WHAT IS REQUIRED |
Render every line of the material below as a JSON list of strings, one string per line, skipping blank lines. Leave the pictures out.

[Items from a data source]
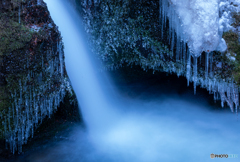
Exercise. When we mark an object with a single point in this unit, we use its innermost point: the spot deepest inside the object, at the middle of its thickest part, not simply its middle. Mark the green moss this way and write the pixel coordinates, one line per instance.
(233, 44)
(236, 16)
(13, 35)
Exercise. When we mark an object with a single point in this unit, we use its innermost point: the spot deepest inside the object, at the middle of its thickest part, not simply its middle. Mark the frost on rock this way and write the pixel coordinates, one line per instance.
(31, 103)
(199, 24)
(196, 22)
(174, 36)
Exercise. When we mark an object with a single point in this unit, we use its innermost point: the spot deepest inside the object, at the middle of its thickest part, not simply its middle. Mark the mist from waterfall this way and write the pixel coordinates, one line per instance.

SOLUTION |
[
  "Exercise. When we mark an object with a single point in this unit, we use its innermost point: the spot deepest inside the object, at the middle of its thickest part, not simply its middle. Mark the green moss this way and write the pixel coordinates, one line per instance.",
  "(233, 44)",
  "(236, 16)",
  "(13, 35)",
  "Exercise. When we mark an object with a single point in this unit, we use its innermost point: the spot deepest inside the object, at the middle of its thickest part, not simply its middle. Mark the frost on rock this way and write the pixel coordinates, one line per instance.",
  "(31, 103)",
  "(199, 24)",
  "(196, 22)",
  "(174, 36)",
  "Exercise. When we mark an object with a single point in this unit, we use its innermost point: the spot deepest inside the object, at the middle of its thickest part, not simply its middle. Mark the mist from waterfall this way and write the pixel coordinates, one line per instance."
]